**DOCUMENT TEXT**
⟨
Re: [PATCH 2/2 v2] sched: Rewrite per entity runnable load average tracking

public inbox for linux-kernel@vger.kernel.org
 help / color / mirror / Atom feed

From: Yuyang Du <yuyang.du@intel.com>
To: bsegall@google.com
Cc: mingo@redhat.com, peterz@infradead.org,
	linux-kernel@vger.kernel.org, pjt@google.com,
	arjan.van.de.ven@intel.com, len.brown@intel.com,
	rafael.j.wysocki@intel.com, alan.cox@intel.com,
	mark.gross@intel.com, fengguang.wu@intel.com
Subject: Re: [PATCH 2/2 v2] sched: Rewrite per entity runnable load average tracking
Date: Tue, 15 Jul 2014 09:51:05 +0800	[thread overview]
Message-ID: <20140715015105.GA2532@intel.com> (raw)
In-Reply-To: <xm26vbqzwx9a.fsf@sword-of-the-dawn.mtv.corp.google.com>

Thanks, Ben.

On Mon, Jul 14, 2014 at 12:33:53PM -0700, bsegall@google.com wrote:

> > --- a/kernel/sched/fair.c
> > +++ b/kernel/sched/fair.c
> > @@ -282,9 +282,6 @@ static inline struct cfs_rq *group_cfs_rq(struct sched_entity *grp)
> >  	return grp->my_q;
> >  }
> >  
> > -static void update_cfs_rq_blocked_load(struct cfs_rq *cfs_rq,
> > -				       int force_update);
> > -
> >  static inline void list_add_leaf_cfs_rq(struct cfs_rq *cfs_rq)
⟩
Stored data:
⟨
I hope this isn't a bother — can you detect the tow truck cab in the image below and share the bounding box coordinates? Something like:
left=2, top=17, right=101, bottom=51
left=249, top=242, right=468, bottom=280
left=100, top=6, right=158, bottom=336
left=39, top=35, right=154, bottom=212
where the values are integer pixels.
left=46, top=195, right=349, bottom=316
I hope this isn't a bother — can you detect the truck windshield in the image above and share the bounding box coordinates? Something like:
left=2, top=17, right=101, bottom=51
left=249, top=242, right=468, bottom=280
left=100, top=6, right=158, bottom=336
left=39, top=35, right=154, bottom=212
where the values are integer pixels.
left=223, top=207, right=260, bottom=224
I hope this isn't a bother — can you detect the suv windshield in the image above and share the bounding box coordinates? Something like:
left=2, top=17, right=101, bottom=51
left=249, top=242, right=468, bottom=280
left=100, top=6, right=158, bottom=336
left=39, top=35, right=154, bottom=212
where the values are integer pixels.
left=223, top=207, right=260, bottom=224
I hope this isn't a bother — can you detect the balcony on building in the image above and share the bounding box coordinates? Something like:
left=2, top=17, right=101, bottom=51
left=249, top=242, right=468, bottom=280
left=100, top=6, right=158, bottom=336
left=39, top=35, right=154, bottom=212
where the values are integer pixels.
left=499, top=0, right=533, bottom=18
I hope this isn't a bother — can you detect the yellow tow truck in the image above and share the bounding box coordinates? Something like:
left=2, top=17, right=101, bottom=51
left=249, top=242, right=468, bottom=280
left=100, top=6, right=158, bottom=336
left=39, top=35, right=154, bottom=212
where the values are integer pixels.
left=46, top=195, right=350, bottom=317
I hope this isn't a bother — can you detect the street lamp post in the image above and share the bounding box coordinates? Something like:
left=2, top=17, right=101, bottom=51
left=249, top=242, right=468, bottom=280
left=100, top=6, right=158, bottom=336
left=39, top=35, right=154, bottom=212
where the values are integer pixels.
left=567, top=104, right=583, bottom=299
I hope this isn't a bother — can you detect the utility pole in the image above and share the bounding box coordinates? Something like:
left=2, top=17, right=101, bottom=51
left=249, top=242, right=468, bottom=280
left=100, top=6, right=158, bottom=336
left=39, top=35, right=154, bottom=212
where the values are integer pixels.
⟩
**TASKS TO CARRY OUT**
1. Transcribe the entire scheduler patch reply word for word, with no changes.
2. Restate word for word the part of the records that opens with the line containing "detect the suv" and runs through the end of the records, and give nothing else.
The text and the records have no connection to each other.

**OUTPUTS FOR THE TASKS**
1.
Re: [PATCH 2/2 v2] sched: Rewrite per entity runnable load average tracking

public inbox for linux-kernel@vger.kernel.org
 help / color / mirror / Atom feed

From: Yuyang Du <yuyang.du@intel.com>
To: bsegall@google.com
Cc: mingo@redhat.com, peterz@infradead.org,
	linux-kernel@vger.kernel.org, pjt@google.com,
	arjan.van.de.ven@intel.com, len.brown@intel.com,
	rafael.j.wysocki@intel.com, alan.cox@intel.com,
	mark.gross@intel.com, fengguang.wu@intel.com
Subject: Re: [PATCH 2/2 v2] sched: Rewrite per entity runnable load average tracking
Date: Tue, 15 Jul 2014 09:51:05 +0800	[thread overview]
Message-ID: <20140715015105.GA2532@intel.com> (raw)
In-Reply-To: <xm26vbqzwx9a.fsf@sword-of-the-dawn.mtv.corp.google.com>

Thanks, Ben.

On Mon, Jul 14, 2014 at 12:33:53PM -0700, bsegall@google.com wrote:

> > --- a/kernel/sched/fair.c
> > +++ b/kernel/sched/fair.c
> > @@ -282,9 +282,6 @@ static inline struct cfs_rq *group_cfs_rq(struct sched_entity *grp)
> >  	return grp->my_q;
> >  }
> >  
> > -static void update_cfs_rq_blocked_load(struct cfs_rq *cfs_rq,
> > -				       int force_update);
> > -
> >  static inline void list_add_leaf_cfs_rq(struct cfs_rq *cfs_rq)

2.
I hope this isn't a bother — can you detect the suv windshield in the image above and share the bounding box coordinates? Something like:
left=2, top=17, right=101, bottom=51
left=249, top=242, right=468, bottom=280
left=100, top=6, right=158, bottom=336
left=39, top=35, right=154, bottom=212
where the values are integer pixels.
left=223, top=207, right=260, bottom=224
I hope this isn't a bother — can you detect the balcony on building in the image above and share the bounding box coordinates? Something like:
left=2, top=17, right=101, bottom=51
left=249, top=242, right=468, bottom=280
left=100, top=6, right=158, bottom=336
left=39, top=35, right=154, bottom=212
where the values are integer pixels.
left=499, top=0, right=533, bottom=18
I hope this isn't a bother — can you detect the yellow tow truck in the image above and share the bounding box coordinates? Something like:
left=2, top=17, right=101, bottom=51
left=249, top=242, right=468, bottom=280
left=100, top=6, right=158, bottom=336
left=39, top=35, right=154, bottom=212
where the values are integer pixels.
left=46, top=195, right=350, bottom=317
I hope this isn't a bother — can you detect the street lamp post in the image above and share the bounding box coordinates? Something like:
left=2, top=17, right=101, bottom=51
left=249, top=242, right=468, bottom=280
left=100, top=6, right=158, bottom=336
left=39, top=35, right=154, bottom=212
where the values are integer pixels.
left=567, top=104, right=583, bottom=299
I hope this isn't a bother — can you detect the utility pole in the image above and share the bounding box coordinates? Something like:
left=2, top=17, right=101, bottom=51
left=249, top=242, right=468, bottom=280
left=100, top=6, right=158, bottom=336
left=39, top=35, right=154, bottom=212
where the values are integer pixels.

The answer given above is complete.